#### Data

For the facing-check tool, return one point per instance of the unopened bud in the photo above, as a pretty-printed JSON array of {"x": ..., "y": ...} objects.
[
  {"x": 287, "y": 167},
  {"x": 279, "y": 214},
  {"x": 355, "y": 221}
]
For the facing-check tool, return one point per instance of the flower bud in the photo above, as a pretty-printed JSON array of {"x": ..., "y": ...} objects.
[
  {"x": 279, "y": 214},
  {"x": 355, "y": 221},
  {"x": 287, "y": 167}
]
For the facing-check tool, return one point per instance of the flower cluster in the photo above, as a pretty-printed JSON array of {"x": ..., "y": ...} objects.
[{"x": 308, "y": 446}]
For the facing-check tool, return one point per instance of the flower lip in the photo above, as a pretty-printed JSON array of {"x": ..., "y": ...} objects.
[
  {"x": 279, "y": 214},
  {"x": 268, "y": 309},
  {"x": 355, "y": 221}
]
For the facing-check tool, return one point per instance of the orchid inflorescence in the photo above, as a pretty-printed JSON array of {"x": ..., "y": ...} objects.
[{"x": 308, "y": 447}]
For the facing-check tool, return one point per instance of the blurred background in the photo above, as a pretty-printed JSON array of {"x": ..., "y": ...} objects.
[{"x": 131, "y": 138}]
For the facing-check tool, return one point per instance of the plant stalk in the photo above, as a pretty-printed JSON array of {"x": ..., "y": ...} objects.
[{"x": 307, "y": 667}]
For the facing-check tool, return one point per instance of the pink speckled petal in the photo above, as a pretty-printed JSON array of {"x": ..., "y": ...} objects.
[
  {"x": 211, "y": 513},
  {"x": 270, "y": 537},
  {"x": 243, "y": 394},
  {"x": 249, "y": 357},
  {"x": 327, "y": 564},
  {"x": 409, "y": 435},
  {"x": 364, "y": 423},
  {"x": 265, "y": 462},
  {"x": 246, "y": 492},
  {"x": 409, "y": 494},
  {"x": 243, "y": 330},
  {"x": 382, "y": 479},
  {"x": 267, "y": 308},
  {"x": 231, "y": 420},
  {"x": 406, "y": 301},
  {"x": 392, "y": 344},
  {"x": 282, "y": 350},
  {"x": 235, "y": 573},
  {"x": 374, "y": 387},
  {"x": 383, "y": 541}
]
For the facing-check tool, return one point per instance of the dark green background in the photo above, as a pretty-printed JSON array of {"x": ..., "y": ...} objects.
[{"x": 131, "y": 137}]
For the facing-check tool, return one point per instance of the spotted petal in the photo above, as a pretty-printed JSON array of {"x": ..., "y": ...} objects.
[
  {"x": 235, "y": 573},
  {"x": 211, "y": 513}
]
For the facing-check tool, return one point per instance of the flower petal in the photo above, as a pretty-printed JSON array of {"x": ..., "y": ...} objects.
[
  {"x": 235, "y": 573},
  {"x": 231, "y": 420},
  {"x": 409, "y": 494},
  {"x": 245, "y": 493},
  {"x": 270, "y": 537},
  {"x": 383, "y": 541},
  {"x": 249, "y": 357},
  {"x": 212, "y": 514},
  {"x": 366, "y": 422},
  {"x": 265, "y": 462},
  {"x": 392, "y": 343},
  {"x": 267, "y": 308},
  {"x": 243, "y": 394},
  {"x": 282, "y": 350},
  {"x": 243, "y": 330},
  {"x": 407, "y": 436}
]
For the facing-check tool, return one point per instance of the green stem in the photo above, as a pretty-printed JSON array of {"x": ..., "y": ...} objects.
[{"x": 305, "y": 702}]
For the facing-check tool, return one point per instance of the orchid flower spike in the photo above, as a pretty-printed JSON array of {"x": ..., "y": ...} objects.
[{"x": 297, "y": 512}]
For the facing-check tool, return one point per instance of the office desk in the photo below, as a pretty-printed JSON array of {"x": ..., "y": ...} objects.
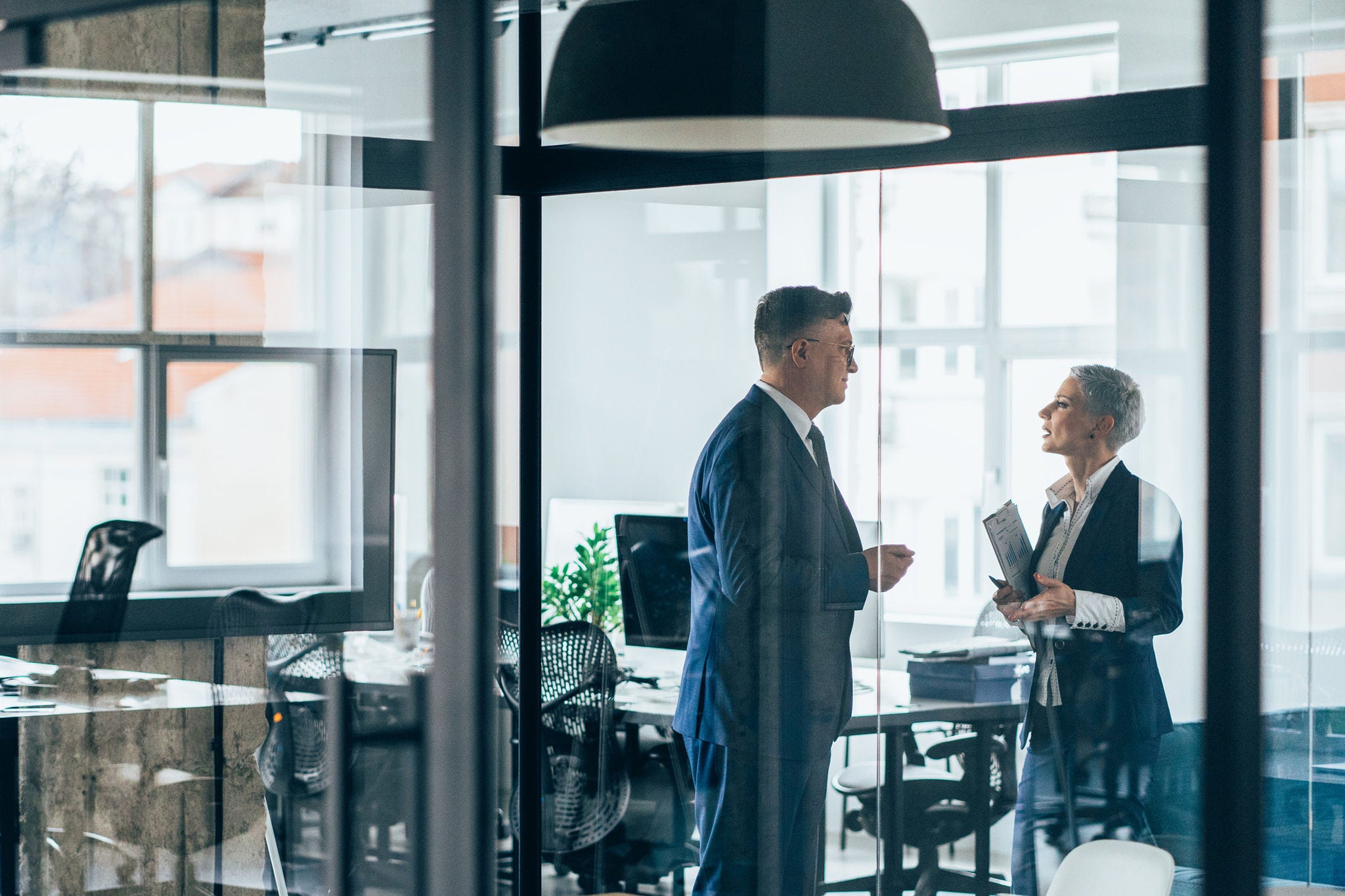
[
  {"x": 170, "y": 694},
  {"x": 883, "y": 706}
]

########

Retype every one of the records above verbatim, omitting the pictures from your reply.

## Written answer:
For the facing-check tool, return one point per instance of the unopened bud in the photo above, as a pretty-printed JSON array of {"x": ..., "y": ...} objects.
[
  {"x": 287, "y": 167},
  {"x": 279, "y": 214},
  {"x": 355, "y": 221}
]
For the facing-check tool, return one point per instance of the flower bud in the photo above, as a pretty-printed JSON array of {"x": ..., "y": ...} objects.
[
  {"x": 279, "y": 214},
  {"x": 355, "y": 221},
  {"x": 287, "y": 167}
]
For the facing-check tool, return one point per instance of the flower cluster in the photo above, as a pretty-printed JSON array of {"x": ..., "y": ...} objects.
[{"x": 308, "y": 446}]
For the facing-check tool, return one point per instance of the flower lip in the photo above, as a pretty-printed JSON array of {"x": ..., "y": ...} objects.
[
  {"x": 279, "y": 214},
  {"x": 268, "y": 309},
  {"x": 355, "y": 221}
]
For the facing-check tool, return one point per instance of the orchid inflorescence in the photo above, as a pretty-printed JSON array of {"x": ..., "y": ...} objects.
[{"x": 308, "y": 447}]
For the facing-check tool, return one point per instance of the blurred background in the photo above, as a pretty-printed JSON array of {"x": ..., "y": ...} objects.
[{"x": 131, "y": 138}]
For the facing-check tool, return one point per instance of the plant stalk in the photo above, as a pretty-printed JSON array of {"x": ..., "y": ...} objects.
[{"x": 307, "y": 667}]
For the facing-check tool, return one point per instance of the pink speckled petal in the photo above, as a pretty-printed JSON array of {"x": ..., "y": ...} objects.
[
  {"x": 211, "y": 513},
  {"x": 270, "y": 537},
  {"x": 243, "y": 394},
  {"x": 249, "y": 357},
  {"x": 327, "y": 564},
  {"x": 409, "y": 435},
  {"x": 364, "y": 423},
  {"x": 265, "y": 462},
  {"x": 246, "y": 492},
  {"x": 409, "y": 494},
  {"x": 243, "y": 330},
  {"x": 382, "y": 479},
  {"x": 267, "y": 308},
  {"x": 231, "y": 420},
  {"x": 406, "y": 301},
  {"x": 392, "y": 344},
  {"x": 282, "y": 350},
  {"x": 235, "y": 573},
  {"x": 374, "y": 387},
  {"x": 383, "y": 541}
]
For the facing-check tool, return one point per instance of the dark green background in the photo above, as a pretty-printed JSON array of {"x": ..., "y": ...} objects.
[{"x": 131, "y": 137}]
For the facing-check tool, return one point per instance of the spotted petal in the photo above, as a pretty-printed JSON array of {"x": ..., "y": ...} objects.
[
  {"x": 235, "y": 573},
  {"x": 211, "y": 513}
]
For the facing-check tool, return one point per instance of the flower petal in the photo above, as a pretty-printed JSON array of {"x": ..., "y": ...} objects.
[
  {"x": 235, "y": 573},
  {"x": 231, "y": 420},
  {"x": 409, "y": 494},
  {"x": 245, "y": 493},
  {"x": 270, "y": 537},
  {"x": 383, "y": 541},
  {"x": 249, "y": 357},
  {"x": 212, "y": 514},
  {"x": 366, "y": 422},
  {"x": 265, "y": 462},
  {"x": 392, "y": 343},
  {"x": 267, "y": 308},
  {"x": 243, "y": 394},
  {"x": 282, "y": 350},
  {"x": 243, "y": 330},
  {"x": 407, "y": 436}
]
For the facing-check tool, return one point per instance of the green stem in the photo above, as a pretty-printed JSON array of {"x": ..., "y": ...} objects.
[{"x": 305, "y": 702}]
For the facing-check tool, return one point per instance of the orchid flower spike in the photo above, as a pretty-printed JSON array of {"x": ..., "y": ...} objects.
[{"x": 297, "y": 512}]
For the facing-check tool, return one point per instance of the office desk in the photo below, as a pretty-printed JSON array of {"x": ..., "y": ...} objects.
[
  {"x": 170, "y": 694},
  {"x": 883, "y": 706}
]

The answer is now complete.